:: Required action ::
Count how many lines in the records below contain the string "clicks", matching case exactly, and give only that number.
----- Source information
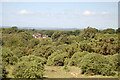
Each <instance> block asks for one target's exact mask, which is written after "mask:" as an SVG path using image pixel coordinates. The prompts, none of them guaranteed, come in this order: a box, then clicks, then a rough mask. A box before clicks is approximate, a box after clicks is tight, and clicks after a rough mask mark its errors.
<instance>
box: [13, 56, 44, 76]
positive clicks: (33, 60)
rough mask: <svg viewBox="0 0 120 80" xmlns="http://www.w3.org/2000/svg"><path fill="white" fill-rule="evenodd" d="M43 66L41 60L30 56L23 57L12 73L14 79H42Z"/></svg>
mask: <svg viewBox="0 0 120 80" xmlns="http://www.w3.org/2000/svg"><path fill="white" fill-rule="evenodd" d="M43 72H44V65H43V61H42V60H41V58H39V57H36V56H33V55H30V56H24V57H22V58H21V59H20V61H19V63H18V64H16V67H15V69H14V71H13V73H12V74H13V75H14V77H15V78H43Z"/></svg>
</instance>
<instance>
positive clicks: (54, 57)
mask: <svg viewBox="0 0 120 80" xmlns="http://www.w3.org/2000/svg"><path fill="white" fill-rule="evenodd" d="M65 58H66V55H65V53H62V54H58V53H57V52H55V53H53V54H52V55H51V56H50V57H48V61H47V65H48V66H63V65H64V61H65Z"/></svg>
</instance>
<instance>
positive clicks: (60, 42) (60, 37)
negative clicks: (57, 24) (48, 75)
mask: <svg viewBox="0 0 120 80" xmlns="http://www.w3.org/2000/svg"><path fill="white" fill-rule="evenodd" d="M0 30H1V31H2V32H1V33H2V39H1V40H0V43H1V44H0V45H1V46H2V61H3V63H2V64H3V77H4V78H7V75H8V74H9V71H7V68H8V66H14V71H13V73H12V75H13V76H14V78H43V75H44V65H47V66H65V68H67V67H66V66H77V67H79V68H80V69H81V70H82V73H81V74H89V75H103V76H115V75H118V70H119V65H120V63H119V60H118V56H120V55H119V54H118V53H119V52H120V46H119V36H118V34H119V33H120V28H119V29H117V30H115V29H111V28H109V29H105V30H98V29H95V28H92V27H88V28H86V29H84V30H74V31H54V30H35V29H32V30H25V29H18V28H17V27H16V26H14V27H11V28H1V29H0ZM33 33H41V34H44V35H49V36H50V38H34V37H33V36H32V34H33Z"/></svg>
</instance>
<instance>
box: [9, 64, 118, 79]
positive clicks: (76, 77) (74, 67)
mask: <svg viewBox="0 0 120 80" xmlns="http://www.w3.org/2000/svg"><path fill="white" fill-rule="evenodd" d="M13 69H14V66H8V67H7V70H8V71H9V72H10V73H9V74H8V75H7V77H8V78H14V77H13V75H12V71H13ZM80 73H81V70H80V68H78V67H75V66H68V70H65V69H64V66H45V72H44V76H43V77H44V78H118V76H101V75H82V74H80Z"/></svg>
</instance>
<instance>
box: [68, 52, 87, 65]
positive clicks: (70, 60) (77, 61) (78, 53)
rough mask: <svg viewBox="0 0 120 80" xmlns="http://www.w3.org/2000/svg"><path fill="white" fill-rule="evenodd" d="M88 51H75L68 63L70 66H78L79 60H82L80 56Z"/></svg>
mask: <svg viewBox="0 0 120 80" xmlns="http://www.w3.org/2000/svg"><path fill="white" fill-rule="evenodd" d="M88 53H89V52H86V51H84V52H76V53H75V54H73V56H72V57H71V59H70V61H69V64H68V65H70V66H78V65H79V63H80V61H81V60H82V58H83V57H84V56H85V55H86V54H88Z"/></svg>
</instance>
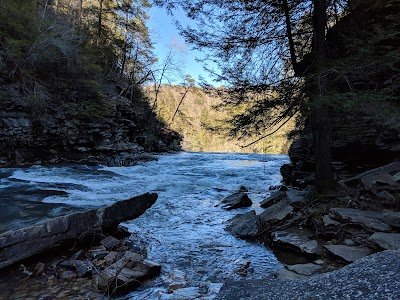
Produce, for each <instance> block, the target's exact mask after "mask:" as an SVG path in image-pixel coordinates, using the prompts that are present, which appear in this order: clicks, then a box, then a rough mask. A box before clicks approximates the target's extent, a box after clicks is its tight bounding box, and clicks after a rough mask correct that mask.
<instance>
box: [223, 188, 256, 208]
mask: <svg viewBox="0 0 400 300" xmlns="http://www.w3.org/2000/svg"><path fill="white" fill-rule="evenodd" d="M221 203H222V204H223V206H222V208H224V209H228V210H229V209H235V208H241V207H249V206H251V205H252V204H253V202H252V201H251V200H250V198H249V196H247V194H246V193H245V192H237V193H234V194H232V195H229V196H228V197H225V198H224V199H222V200H221Z"/></svg>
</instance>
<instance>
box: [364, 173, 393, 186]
mask: <svg viewBox="0 0 400 300" xmlns="http://www.w3.org/2000/svg"><path fill="white" fill-rule="evenodd" d="M361 182H362V184H363V185H364V187H365V188H367V189H371V188H372V187H374V186H383V185H392V186H398V185H399V184H398V183H397V182H396V181H394V179H393V176H391V175H390V174H379V175H369V176H365V177H362V178H361Z"/></svg>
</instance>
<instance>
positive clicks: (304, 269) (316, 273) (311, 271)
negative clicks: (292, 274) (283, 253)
mask: <svg viewBox="0 0 400 300" xmlns="http://www.w3.org/2000/svg"><path fill="white" fill-rule="evenodd" d="M287 268H288V270H290V271H293V272H295V273H297V274H300V275H307V276H311V275H314V274H318V273H322V271H323V267H322V266H320V265H317V264H313V263H309V264H297V265H289V266H287Z"/></svg>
----------
:: Answer area ::
10